READING TEXT:
Revitalisation Plan of the Cabot Square Edge
2008

Centered on Cabot Square, the western sector of downtown Montreal is a district in transition.  The economic, social, and physical decline of the neighbourhood is reflected in a disjointed urban fabric, a neglected public domain and abandoned private properties.

The identity of urban environments cannot be applied from without, but rather, must be revealed from within.  Every city begins on a natural site with unique geographic qualities.  Transforming these sites into urban environments is the making of landscape: inscribed in-situ, landscape is the accumulation through time of all things and their past configurations.  Cities that base their identity on specific topographic conditions conserve and enhance their territorial memory, remaining connected through time to their history and culture.  Disjointed urban sectors like the Cabot Square district are places that have lost their privileged connection to territorial memory.

Montreal’s identity is marked by the contrast between the mountain – natural, flowing, organic – and the city – man-made, rational, and ordered; and the focal points of downtown are poles of convergence between mountain and city. The green corridor of McGill College Avenue – a fragment of the mountain which flows into the city – meets the perpendicular axis of Sainte Catherine Street at Place Ville Marie.  A similar node is created at Place des Arts by the crossing of Sainte Catherine Street with a green corridor connecting Mount Royal and Park Avenue.

Downtown has spread along the Sainte Catherine corridor beyond the limits of these two traditional poles.  Emilie-Gamelin Square forms a new entryway to eastern downtown at the crossing of Sainte Catherine Street and a green corridor running up Berri Street.  The revitalization of Cabot Square is an opportunity to create a similar gateway for the western sector of downtown.

WHAT THIS EXERCISE ASKS:
a) Copy the Cabot Square text starting at "Montreal’s identity is" and ending at "and Park Avenue.", replacing "organic" with "living".
b) According to the Cabot Square text, at what place does the green corridor of McGill College Avenue meet Sainte Catherine Street?
The items that come after the Cabot Square text are drawn from a separate source.

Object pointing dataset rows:

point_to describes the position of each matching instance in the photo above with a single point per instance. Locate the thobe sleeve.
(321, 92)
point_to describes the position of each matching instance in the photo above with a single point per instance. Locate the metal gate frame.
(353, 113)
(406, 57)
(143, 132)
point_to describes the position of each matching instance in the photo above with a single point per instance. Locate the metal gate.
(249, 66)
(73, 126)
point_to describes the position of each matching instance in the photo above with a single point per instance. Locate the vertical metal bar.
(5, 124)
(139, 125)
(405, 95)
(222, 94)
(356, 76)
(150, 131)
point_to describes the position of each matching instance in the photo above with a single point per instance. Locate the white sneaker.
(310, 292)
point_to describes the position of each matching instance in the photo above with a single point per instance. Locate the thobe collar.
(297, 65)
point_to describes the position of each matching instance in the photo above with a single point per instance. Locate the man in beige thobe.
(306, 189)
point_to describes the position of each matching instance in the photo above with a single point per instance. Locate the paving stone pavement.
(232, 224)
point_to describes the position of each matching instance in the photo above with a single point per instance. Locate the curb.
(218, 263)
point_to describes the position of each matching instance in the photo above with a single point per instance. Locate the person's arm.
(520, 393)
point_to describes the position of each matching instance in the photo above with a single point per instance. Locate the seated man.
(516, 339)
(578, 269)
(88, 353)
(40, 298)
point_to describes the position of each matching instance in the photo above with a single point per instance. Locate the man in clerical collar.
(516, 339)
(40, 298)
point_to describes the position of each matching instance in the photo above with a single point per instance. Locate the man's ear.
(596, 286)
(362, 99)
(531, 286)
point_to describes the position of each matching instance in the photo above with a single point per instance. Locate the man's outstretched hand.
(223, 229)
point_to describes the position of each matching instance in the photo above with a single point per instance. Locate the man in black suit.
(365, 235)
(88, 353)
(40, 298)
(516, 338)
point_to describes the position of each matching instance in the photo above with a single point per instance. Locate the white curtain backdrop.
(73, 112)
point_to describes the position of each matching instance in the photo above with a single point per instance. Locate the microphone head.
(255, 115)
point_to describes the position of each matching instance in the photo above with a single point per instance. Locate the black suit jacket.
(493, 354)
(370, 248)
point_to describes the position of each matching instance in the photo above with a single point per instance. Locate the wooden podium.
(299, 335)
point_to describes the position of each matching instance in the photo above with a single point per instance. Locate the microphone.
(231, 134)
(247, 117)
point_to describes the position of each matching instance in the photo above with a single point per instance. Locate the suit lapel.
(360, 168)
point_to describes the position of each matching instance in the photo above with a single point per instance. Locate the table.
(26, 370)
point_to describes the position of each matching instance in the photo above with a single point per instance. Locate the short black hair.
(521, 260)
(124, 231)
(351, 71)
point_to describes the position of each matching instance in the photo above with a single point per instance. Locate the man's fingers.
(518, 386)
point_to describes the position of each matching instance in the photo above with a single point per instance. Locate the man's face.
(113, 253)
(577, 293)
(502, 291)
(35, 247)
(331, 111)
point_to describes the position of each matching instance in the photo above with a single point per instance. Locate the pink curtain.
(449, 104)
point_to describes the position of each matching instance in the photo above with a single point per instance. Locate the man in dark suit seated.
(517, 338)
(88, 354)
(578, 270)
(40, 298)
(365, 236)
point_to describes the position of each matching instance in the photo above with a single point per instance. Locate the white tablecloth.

TASK-BY-TASK OUTPUTS:
a)
Montreal’s identity is marked by the contrast between the mountain – natural, flowing, living – and the city – man-made, rational, and ordered; and the focal points of downtown are poles of convergence between mountain and city. The green corridor of McGill College Avenue – a fragment of the mountain which flows into the city – meets the perpendicular axis of Sainte Catherine Street at Place Ville Marie.  A similar node is created at Place des Arts by the crossing of Sainte Catherine Street with a green corridor connecting Mount Royal and Park Avenue.

b) At Place Ville Marie.